* **Source extract**
2. The method of claim 1 comprising:

collecting data about a second event at the first physical space using the first electronic monitoring device; and

determining if the data collected about the second event is similar to the data collected about the first event.

3. The method of claim 2, wherein if the data collected about the second event is determined to be similar to the data collected about the first event, then tailoring a response to the second event in view of the user's description of the first event.

4. The method of claim 3, wherein tailoring the response to the second event comprises: including a user-directed message with a user communication about the second event utilizing information from the user's description of the first event.

5. The method of claim 2, wherein determining if the data collected about the second event is similar to the data collected about the first event comprises applying one or more metric learning or similarity learning techniques.

6. The method of claim 1 comprising:

collecting data about a second event at a second physical space using a second electronic monitoring device; and

determining if the data collected about the second event at the second physical space is similar to the data collected about the first event at the first physical space,

wherein if the data collected about the second event at the second physical space is determined to be similar to the data collected about the first event at the first physical space, then tailoring a response to the second event at the second physical space in view of the user's description of the first event at the first physical space.

7. The method of claim 1, wherein the first electronic monitoring device comprises a video camera and the collected data comprises a video clip of the physical space.

8. The method of claim 7, wherein enabling the collected data to be displayed at the computer-based user interface device comprises presenting a version of the video clip at the computer-based user interface device.

9. The method of claim 7, wherein enabling a user to describe the first event represented by the collected data comprises:

prompting the user to identify, using the computer-based user interface device, one or more elements that the video clip contains.

10. The method of claim 9, wherein prompting the user to identify what is shown in the video clip comprises:

providing, at the computer-based user interface device, a list of items, from which the user can select one or more that the video clip contains, and/or

enabling the user to enter a written description of what the video clip contains.

11. The method of claim 10, wherein the list of items is accessible by selecting a button presented at the computer-based user interface device in association with the video clip.

12. The method of claim 7, wherein the collected data further comprises non-video data.

13. The method of claim 1, wherein each of the one or more characteristics of the collected data is a characteristic selected from the group consisting of: motion, object size, object shape, speed and acceleration.

14. The method of claim 1, wherein the collected data is relevant to security or safety in the physical space.

15. The method of claim 1, wherein the user owns or resides at the monitored physical space.

16. The method of claim 1, wherein the computer-based user interface device is a smartphone.

* **Information provided**
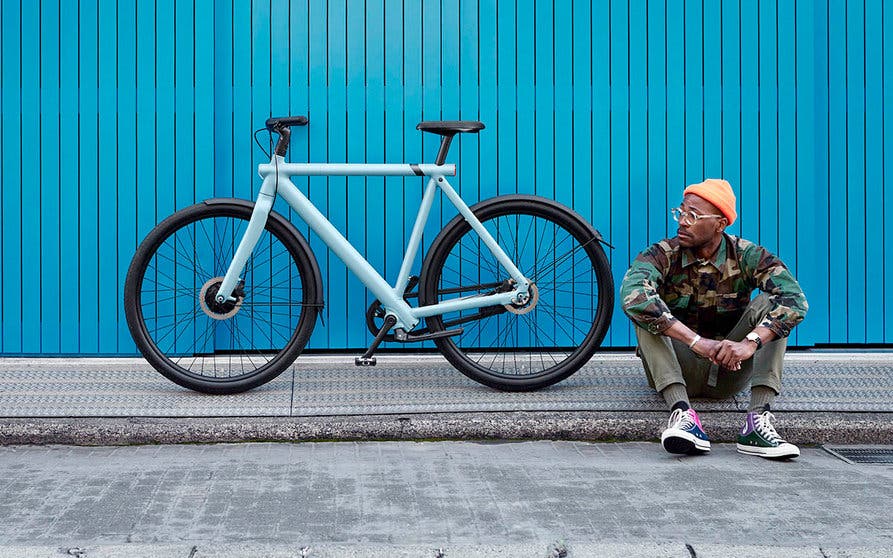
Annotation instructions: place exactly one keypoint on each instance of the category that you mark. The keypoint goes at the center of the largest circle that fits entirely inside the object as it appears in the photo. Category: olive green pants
(669, 361)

* **To-do list**
1: According to the patent claims on event monitoring, what kind of device is the computer-based user interface device in claim 16?
2: Please go on with the patent claims on event monitoring, picking up after claim 16.

* **Per-task outputs**
1: A smartphone.

2:
17. A system comprising:

a first monitoring device physically located in a first physical space;

a security processing system coupled to the first monitoring device via a computer-based network; and

a computer-based user interface device coupled, via the computer-based network, to the security/safety monitoring device,

wherein the system is configured to: collect data about a first event at a physical space using the first monitoring device that is physically located at the first physical space; enable the collected data to be displayed at the computer-based user interface device; enable a user to describe, using the computer-based user interface device, the first event represented by the collected data; and store, in a computer-based memory, a logical association between the user's description of the first event and one or more characteristics of the collected data.

18. The system of claim 17 wherein:

the first monitoring device is configured to collect data about a second event at the first physical space; and

the security processing system is configured to determine if the data collected about the second event is similar to the data collected about the first event.

19. The system of claim 18, wherein if the data collected about the second event is determined to be similar to the data collected about the first event, the security processing system tailors a response to the second event in view of the user's description of the first event.

20. The system of claim 19, wherein tailoring the response to the second event comprises: including a user-directed message with a user communication about the second event utilizing information from the user's description of the first event.

21. The system of claim 19, wherein determining if the data collected about the second event is similar to the data collected about the first event comprises applying one or more metric learning or similarity learning techniques.

22. The system of claim 17 further comprising:

a second electronic monitoring device at a second physical space,

wherein the system is configured to: collect data about a second event at a second physical space using a second electronic monitoring device; and determine if the data collected about the second event at the second physical space is similar to the data collected about the first event at the first physical space, wherein if the data collected about the second event at the second physical space is determined to be similar to the data collected about the first event at the first physical space, then tailor a response to the second event at the second physical space in view of the user's description of the first event at the first physical space.

23. The system of claim 17, wherein the first electronic monitoring device comprises a video camera and the collected data comprises a video clip of the first physical space.

24. The system of claim 23, wherein enabling the collected data to be displayed at the computer-based user interface device comprises presenting a version of the video clip at the computer-based user interface device.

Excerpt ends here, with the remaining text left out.